_What you have to do_. Reproduce verbatim the lines of the records that begin with the line containing "target: green water bottle" and continue through the line containing "M 281 53 L 276", including both of those lines.

[Data extracted from a collection]
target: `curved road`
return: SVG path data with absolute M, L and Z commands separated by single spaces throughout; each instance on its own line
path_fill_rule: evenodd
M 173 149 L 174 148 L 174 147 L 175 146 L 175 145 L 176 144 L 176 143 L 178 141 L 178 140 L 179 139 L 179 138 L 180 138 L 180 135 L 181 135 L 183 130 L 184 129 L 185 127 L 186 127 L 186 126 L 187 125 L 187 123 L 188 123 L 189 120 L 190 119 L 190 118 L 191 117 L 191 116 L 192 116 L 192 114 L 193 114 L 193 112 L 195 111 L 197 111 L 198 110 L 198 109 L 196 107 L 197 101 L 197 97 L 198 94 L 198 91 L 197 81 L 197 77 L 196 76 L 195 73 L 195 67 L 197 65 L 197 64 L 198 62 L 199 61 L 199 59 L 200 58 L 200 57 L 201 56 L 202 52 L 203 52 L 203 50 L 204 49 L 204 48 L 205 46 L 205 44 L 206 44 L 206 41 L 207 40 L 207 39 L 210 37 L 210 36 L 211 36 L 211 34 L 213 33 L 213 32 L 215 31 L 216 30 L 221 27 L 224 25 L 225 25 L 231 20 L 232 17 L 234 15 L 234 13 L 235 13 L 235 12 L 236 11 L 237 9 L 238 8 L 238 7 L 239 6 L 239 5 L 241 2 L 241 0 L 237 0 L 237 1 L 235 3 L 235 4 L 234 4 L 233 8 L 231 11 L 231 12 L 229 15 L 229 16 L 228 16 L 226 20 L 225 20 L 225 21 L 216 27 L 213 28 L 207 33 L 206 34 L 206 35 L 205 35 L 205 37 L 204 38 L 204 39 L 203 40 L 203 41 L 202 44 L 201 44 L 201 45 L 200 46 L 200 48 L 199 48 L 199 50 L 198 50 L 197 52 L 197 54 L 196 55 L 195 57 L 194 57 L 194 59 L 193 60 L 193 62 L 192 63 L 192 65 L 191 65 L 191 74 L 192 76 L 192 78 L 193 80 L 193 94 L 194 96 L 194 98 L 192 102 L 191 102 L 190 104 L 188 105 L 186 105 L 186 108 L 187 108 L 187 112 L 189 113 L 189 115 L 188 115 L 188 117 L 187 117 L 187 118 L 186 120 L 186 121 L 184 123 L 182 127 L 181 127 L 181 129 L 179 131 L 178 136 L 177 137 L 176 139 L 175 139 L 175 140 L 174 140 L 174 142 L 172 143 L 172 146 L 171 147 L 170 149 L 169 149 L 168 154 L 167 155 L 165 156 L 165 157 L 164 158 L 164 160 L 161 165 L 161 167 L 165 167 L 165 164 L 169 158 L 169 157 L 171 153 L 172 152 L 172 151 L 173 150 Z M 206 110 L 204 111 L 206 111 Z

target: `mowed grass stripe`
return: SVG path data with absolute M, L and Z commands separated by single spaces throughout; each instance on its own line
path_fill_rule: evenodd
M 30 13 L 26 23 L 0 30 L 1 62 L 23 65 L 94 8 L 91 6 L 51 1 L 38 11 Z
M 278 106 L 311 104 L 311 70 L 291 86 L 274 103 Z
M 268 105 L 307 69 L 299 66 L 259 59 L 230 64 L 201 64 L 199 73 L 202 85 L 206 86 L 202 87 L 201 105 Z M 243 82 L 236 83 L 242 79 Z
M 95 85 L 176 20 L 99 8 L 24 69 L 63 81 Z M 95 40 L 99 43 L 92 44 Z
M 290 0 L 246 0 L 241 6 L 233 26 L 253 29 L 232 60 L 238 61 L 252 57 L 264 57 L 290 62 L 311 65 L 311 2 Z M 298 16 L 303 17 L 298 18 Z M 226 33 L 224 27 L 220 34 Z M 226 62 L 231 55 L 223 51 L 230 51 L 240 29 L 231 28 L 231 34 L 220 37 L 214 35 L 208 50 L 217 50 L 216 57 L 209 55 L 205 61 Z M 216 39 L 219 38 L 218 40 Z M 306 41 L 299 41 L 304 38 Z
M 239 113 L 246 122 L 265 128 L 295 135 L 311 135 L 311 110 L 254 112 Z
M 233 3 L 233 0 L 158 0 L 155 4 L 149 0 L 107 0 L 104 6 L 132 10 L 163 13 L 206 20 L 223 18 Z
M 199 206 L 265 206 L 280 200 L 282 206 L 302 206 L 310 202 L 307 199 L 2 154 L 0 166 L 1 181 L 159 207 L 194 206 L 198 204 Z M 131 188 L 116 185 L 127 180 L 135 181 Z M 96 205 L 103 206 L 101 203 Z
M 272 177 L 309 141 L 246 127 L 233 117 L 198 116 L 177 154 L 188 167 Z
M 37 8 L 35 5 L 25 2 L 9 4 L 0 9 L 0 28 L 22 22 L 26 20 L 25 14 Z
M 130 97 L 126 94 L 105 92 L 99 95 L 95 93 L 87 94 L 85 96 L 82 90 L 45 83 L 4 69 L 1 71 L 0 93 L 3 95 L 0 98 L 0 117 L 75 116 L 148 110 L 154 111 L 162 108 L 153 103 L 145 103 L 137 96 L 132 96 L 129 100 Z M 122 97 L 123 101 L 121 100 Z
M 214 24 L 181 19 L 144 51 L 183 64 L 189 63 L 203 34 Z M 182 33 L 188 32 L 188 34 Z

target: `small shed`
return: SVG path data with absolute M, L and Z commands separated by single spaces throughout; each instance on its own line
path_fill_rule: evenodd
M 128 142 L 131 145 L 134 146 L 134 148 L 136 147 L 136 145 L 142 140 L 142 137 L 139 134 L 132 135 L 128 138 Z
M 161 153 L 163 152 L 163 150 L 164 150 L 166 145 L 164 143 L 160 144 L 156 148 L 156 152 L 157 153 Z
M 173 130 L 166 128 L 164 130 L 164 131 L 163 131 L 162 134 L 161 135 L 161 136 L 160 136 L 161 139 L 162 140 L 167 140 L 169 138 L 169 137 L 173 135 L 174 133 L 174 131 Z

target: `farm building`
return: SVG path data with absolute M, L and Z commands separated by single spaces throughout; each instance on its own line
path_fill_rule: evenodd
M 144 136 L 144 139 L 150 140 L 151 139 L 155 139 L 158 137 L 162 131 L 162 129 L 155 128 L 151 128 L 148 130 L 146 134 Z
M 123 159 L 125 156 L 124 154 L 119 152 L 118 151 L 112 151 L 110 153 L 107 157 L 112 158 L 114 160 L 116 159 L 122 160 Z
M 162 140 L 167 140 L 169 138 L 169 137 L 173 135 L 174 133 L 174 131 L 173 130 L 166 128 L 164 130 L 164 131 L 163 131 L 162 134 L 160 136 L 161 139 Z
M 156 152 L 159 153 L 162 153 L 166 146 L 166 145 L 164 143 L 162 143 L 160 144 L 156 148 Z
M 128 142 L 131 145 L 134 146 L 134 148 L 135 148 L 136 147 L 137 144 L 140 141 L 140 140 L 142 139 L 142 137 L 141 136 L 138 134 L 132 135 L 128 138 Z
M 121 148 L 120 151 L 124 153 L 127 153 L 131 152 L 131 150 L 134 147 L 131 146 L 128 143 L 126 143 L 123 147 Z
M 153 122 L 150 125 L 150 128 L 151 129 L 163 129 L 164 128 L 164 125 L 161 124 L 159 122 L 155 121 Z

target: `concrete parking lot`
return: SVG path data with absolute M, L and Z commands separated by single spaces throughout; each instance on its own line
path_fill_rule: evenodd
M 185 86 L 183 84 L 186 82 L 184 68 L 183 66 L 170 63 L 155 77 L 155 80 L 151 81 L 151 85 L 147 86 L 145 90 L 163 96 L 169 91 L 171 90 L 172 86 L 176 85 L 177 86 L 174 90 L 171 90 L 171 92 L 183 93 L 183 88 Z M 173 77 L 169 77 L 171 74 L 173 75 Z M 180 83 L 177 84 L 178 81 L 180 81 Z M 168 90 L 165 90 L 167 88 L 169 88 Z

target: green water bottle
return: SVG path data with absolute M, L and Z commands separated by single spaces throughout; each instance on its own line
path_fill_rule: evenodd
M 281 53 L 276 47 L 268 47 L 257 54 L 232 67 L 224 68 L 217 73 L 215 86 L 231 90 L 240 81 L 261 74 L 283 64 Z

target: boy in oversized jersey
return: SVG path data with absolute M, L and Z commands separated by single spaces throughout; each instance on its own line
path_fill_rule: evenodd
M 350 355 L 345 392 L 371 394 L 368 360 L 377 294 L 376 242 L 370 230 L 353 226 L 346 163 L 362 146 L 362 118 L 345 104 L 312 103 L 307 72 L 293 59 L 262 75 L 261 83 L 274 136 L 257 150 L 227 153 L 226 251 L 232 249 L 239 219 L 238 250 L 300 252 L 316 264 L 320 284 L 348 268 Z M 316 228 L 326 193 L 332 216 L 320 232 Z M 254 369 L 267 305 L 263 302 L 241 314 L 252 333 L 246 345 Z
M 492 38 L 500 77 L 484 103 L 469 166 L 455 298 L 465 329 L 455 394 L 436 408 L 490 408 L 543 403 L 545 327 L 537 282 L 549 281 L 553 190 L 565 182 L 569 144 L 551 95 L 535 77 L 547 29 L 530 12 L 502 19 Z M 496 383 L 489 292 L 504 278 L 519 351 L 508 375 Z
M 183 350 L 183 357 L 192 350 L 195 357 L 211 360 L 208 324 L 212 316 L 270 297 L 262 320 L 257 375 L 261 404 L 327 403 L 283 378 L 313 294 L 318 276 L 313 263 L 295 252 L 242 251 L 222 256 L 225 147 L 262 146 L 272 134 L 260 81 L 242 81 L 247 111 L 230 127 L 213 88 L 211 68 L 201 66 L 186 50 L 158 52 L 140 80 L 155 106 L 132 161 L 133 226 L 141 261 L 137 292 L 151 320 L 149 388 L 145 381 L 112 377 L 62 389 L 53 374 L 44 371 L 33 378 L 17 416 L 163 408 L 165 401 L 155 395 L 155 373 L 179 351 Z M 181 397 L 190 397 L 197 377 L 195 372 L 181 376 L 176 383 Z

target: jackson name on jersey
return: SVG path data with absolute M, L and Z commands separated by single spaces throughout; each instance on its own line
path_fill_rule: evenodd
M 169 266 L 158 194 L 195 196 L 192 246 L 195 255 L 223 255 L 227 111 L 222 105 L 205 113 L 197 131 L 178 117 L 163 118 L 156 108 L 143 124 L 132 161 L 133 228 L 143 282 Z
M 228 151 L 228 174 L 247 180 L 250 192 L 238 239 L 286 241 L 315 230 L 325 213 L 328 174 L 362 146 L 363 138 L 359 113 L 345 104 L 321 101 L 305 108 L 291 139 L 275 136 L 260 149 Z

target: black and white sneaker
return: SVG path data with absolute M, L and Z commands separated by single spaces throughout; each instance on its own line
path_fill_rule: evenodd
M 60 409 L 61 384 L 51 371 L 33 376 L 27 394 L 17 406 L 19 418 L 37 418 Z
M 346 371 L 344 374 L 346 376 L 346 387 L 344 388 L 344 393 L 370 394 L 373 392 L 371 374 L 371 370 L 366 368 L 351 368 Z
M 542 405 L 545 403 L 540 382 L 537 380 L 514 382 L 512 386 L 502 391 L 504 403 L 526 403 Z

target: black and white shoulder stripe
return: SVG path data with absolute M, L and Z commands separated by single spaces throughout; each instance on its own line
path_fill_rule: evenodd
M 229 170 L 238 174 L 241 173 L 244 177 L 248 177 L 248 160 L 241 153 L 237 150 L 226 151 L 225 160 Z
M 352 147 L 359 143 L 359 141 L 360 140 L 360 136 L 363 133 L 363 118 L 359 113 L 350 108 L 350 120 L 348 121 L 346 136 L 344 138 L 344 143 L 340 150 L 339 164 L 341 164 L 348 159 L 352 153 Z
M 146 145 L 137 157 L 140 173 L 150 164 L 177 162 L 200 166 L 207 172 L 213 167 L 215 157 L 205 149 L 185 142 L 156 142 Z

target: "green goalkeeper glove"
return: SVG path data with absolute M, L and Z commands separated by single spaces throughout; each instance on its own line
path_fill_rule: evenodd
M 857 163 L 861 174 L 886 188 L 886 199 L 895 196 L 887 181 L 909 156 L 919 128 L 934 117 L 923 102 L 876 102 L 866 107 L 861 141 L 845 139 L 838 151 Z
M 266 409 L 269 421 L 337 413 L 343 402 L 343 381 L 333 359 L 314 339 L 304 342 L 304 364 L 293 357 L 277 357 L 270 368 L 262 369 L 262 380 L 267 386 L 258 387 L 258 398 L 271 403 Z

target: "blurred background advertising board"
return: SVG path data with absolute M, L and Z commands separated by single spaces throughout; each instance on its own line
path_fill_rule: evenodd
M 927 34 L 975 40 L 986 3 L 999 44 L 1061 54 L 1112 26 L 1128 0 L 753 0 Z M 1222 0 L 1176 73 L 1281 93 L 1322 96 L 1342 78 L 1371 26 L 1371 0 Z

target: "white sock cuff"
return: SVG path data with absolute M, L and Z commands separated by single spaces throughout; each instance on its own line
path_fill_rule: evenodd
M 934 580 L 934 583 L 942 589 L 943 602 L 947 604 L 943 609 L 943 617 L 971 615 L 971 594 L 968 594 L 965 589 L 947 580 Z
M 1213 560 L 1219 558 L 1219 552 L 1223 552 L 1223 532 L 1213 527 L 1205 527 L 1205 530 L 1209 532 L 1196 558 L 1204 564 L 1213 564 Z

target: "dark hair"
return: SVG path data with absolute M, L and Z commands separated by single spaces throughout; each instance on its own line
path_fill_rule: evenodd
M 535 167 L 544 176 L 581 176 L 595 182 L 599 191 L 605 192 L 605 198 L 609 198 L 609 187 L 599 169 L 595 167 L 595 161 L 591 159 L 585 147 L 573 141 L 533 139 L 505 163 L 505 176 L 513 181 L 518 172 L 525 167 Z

_Response to the exercise_.
target: green water bottle
return: SVG path data with absolute M, L and Z commands separated by single spaces throughout; each instance on its own line
path_fill_rule: evenodd
M 281 53 L 276 47 L 268 47 L 257 54 L 232 67 L 224 68 L 217 73 L 215 86 L 231 90 L 240 81 L 261 74 L 283 64 Z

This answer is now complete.